*The problem:* Find each line of the listing below that contains the string "after", and copy every such line in full.

━━ Task data ━━

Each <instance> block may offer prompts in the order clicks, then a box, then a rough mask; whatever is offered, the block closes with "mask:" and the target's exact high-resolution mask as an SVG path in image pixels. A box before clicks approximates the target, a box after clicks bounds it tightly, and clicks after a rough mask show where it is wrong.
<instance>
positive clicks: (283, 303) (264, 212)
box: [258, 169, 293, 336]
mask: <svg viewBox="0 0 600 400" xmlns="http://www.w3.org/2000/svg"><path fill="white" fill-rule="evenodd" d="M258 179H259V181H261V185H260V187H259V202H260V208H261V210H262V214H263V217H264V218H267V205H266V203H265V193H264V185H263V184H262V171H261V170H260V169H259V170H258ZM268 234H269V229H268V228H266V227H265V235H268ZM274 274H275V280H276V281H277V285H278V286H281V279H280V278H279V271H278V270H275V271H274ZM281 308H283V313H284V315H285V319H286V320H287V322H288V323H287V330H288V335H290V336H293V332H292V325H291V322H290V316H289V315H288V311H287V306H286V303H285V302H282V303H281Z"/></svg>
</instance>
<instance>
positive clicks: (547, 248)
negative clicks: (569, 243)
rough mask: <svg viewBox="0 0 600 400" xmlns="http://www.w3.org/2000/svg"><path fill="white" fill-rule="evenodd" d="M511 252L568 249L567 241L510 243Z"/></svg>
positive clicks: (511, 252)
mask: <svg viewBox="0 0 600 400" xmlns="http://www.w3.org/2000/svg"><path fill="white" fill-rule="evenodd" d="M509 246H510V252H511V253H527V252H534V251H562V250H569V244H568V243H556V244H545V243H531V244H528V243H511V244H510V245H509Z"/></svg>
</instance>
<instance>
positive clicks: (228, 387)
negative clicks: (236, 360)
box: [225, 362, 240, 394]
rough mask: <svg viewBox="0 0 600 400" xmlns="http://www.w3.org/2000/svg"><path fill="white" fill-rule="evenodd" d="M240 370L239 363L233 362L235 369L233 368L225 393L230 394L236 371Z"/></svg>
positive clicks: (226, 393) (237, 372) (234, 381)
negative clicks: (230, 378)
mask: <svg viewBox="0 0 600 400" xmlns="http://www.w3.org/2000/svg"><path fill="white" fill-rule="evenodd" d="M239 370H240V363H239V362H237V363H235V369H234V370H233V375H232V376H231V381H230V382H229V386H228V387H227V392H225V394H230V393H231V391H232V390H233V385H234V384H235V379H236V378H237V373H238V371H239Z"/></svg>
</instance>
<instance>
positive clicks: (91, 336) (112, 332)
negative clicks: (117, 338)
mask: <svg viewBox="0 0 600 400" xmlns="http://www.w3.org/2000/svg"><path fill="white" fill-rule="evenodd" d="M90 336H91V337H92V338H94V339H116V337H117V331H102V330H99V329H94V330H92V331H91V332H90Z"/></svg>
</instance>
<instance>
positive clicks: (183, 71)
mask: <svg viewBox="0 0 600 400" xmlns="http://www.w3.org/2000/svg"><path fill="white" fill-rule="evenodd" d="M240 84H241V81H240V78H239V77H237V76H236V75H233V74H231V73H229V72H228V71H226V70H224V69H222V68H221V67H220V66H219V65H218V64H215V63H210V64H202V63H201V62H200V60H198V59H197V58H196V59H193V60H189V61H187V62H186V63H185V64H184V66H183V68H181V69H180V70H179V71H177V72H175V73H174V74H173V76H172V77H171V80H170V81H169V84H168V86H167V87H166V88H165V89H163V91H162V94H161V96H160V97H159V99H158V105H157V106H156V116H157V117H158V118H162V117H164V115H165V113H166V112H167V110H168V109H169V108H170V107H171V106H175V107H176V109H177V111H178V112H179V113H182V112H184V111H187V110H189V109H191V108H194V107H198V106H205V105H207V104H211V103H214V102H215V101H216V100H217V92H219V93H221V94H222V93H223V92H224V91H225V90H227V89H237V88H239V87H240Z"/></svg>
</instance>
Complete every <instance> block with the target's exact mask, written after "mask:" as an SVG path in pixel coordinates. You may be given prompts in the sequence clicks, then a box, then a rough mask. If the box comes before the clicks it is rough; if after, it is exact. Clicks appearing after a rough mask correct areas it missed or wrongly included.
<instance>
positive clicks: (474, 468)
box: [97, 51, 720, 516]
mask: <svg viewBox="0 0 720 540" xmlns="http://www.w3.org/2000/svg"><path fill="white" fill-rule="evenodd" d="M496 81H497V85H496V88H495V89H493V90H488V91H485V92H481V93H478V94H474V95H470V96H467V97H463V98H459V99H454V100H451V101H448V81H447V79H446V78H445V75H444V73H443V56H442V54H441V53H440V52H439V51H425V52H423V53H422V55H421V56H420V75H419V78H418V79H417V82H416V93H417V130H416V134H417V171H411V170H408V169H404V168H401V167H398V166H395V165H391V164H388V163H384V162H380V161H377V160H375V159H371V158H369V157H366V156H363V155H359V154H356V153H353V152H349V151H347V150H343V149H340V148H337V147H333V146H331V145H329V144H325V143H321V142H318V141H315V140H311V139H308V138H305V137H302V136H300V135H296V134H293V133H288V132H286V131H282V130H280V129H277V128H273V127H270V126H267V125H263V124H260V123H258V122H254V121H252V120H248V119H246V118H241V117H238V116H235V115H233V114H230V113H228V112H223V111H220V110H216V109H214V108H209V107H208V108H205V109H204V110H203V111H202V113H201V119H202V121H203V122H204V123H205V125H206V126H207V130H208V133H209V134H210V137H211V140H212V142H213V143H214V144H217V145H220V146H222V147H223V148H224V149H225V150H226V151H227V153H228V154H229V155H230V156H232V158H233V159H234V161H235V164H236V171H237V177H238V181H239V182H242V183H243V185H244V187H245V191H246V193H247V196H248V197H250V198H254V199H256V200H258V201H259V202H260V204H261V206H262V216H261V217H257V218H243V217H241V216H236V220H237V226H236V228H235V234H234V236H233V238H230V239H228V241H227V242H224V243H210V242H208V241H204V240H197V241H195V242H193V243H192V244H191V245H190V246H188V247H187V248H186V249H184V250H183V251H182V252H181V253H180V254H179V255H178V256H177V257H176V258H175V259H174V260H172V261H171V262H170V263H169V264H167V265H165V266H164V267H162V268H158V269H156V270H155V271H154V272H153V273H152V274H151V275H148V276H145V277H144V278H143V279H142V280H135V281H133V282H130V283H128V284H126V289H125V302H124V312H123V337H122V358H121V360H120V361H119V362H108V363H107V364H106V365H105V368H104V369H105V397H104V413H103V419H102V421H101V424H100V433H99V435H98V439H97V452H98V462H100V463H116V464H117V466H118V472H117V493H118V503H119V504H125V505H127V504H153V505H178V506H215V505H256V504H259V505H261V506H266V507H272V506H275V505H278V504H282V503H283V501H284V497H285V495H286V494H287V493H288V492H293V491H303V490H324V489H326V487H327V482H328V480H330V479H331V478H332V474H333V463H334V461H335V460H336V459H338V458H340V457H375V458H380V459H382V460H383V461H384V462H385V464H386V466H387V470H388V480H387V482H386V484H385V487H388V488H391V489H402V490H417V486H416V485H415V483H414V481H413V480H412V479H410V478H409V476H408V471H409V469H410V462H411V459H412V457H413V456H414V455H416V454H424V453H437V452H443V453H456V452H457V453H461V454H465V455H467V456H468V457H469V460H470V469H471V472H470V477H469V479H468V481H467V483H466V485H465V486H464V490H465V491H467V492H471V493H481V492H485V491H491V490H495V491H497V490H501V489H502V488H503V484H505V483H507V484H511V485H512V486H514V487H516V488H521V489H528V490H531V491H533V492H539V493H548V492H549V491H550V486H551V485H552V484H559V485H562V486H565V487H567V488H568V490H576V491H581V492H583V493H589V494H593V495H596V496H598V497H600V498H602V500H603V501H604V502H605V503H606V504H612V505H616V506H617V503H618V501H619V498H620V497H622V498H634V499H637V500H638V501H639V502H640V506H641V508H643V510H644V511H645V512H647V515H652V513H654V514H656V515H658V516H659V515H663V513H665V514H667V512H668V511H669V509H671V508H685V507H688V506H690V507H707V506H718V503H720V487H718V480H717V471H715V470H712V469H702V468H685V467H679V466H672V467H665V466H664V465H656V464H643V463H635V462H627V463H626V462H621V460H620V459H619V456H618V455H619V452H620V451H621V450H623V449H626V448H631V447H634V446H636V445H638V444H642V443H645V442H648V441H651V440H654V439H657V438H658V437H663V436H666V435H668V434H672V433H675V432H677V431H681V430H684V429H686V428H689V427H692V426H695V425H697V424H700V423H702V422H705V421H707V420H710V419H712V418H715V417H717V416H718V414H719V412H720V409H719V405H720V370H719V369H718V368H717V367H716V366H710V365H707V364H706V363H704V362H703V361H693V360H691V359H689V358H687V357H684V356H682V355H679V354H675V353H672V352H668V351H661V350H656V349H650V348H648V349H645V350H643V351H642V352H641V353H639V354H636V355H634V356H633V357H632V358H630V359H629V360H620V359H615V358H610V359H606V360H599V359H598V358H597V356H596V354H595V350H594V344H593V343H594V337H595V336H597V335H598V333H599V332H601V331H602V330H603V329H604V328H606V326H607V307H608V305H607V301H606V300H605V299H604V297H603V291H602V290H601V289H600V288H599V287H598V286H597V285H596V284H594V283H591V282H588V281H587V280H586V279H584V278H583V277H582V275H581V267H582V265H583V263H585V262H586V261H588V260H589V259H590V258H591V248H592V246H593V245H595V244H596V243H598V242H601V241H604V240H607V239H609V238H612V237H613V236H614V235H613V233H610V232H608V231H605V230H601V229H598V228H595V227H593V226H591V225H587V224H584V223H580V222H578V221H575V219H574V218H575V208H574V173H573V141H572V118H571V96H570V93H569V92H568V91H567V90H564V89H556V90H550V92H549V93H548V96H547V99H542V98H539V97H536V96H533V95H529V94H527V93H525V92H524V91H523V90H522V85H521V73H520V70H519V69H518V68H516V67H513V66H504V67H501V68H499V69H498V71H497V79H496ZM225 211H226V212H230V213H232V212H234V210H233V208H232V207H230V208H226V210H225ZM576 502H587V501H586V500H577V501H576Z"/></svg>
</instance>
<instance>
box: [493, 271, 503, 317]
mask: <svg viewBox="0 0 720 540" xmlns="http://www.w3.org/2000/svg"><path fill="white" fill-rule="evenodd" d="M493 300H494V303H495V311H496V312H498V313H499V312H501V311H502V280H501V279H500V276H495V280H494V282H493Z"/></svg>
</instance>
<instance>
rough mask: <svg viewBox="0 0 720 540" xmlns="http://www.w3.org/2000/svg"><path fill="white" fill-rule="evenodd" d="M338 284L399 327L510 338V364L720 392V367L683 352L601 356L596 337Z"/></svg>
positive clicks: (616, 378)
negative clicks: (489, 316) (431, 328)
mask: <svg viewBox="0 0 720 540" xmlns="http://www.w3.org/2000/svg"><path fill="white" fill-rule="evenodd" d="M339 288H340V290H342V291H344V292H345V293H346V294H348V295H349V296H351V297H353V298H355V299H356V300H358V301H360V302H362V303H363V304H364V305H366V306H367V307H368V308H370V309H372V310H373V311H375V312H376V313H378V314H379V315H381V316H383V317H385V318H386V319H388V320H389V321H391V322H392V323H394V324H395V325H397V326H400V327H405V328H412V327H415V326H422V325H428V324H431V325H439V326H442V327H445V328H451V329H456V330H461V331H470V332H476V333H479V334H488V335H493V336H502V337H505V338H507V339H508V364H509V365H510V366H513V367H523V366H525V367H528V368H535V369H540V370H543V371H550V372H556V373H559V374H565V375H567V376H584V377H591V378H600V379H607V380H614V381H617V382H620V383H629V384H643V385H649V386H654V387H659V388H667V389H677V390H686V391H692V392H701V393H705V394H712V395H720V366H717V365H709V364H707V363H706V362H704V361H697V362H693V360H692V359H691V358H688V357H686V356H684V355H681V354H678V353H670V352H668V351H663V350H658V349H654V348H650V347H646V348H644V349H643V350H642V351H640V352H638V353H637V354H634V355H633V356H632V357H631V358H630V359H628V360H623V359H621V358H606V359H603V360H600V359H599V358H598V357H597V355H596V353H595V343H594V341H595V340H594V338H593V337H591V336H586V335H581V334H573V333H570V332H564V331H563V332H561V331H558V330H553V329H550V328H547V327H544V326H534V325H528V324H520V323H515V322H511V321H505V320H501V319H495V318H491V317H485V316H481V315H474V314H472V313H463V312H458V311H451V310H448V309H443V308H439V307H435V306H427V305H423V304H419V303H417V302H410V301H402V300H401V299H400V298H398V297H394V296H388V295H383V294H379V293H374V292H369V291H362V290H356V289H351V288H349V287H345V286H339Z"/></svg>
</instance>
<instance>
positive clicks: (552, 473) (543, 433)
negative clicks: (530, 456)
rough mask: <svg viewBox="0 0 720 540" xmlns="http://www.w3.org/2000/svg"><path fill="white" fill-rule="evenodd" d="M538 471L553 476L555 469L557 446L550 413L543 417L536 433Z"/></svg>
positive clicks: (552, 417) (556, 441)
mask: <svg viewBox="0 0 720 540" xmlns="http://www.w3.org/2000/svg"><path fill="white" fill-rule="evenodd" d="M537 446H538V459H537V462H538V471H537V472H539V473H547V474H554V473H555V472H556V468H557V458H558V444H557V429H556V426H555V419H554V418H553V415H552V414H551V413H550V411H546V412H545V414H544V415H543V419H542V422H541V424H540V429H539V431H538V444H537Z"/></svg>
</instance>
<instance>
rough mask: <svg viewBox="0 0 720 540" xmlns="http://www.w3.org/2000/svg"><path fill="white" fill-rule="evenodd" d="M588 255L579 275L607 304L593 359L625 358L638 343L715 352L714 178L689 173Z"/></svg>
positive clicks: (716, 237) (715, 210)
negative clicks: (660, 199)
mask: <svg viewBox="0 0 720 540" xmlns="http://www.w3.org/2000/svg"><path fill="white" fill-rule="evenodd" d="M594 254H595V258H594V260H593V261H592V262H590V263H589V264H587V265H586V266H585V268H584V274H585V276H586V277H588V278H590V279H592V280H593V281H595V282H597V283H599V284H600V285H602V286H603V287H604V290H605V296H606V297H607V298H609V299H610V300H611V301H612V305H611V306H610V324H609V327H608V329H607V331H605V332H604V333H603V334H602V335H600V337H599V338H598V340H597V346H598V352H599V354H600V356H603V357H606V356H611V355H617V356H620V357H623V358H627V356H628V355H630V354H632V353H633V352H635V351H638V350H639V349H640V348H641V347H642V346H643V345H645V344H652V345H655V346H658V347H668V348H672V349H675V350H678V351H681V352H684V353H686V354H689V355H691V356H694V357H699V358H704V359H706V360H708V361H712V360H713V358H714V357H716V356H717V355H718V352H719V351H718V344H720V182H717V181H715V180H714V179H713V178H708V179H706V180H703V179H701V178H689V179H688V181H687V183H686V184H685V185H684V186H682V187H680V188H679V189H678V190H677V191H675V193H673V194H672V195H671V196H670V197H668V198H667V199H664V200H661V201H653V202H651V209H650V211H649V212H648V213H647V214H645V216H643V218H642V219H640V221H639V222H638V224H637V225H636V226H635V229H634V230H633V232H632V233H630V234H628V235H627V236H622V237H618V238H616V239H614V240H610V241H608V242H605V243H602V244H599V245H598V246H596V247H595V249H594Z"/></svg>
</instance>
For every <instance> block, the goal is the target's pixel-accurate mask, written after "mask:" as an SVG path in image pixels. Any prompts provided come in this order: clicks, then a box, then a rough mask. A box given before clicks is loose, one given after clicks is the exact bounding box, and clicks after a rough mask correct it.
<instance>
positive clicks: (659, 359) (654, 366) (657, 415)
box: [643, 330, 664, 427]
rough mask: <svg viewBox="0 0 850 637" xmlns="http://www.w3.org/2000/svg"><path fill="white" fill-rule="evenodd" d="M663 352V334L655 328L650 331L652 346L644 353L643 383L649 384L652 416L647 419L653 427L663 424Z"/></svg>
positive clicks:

━━━

*Expected output:*
Each <instance> block may offer prompts in the order clicks, then a box, then a rough mask; whatever is offered, the block closes with "mask:" and the target's exact high-resolution mask as an SVG path in image pixels. A box before clicks approximates the target, a box after clicks bounds it tightly, and clicks after a rough mask show where it is wrong.
Complete every <instance> block with the target's exact mask, written after "mask:" as an SVG path in pixel coordinates. You may be given prompts in the sequence clicks, then a box, then a rough mask. If the box comes before the clicks it is rough; if after, it is exact. Clicks appearing after a rough mask correct areas it missed or wrongly included.
For every <instance> block, the goal is the target's pixel-accurate mask, written after "mask:" as an SVG path in image pixels. Any prompts provided come in this order: clicks, then a box, then a rough mask. A box given before clicks is loose, one given after clicks is the exact bounding box, and clicks after a rough mask correct it.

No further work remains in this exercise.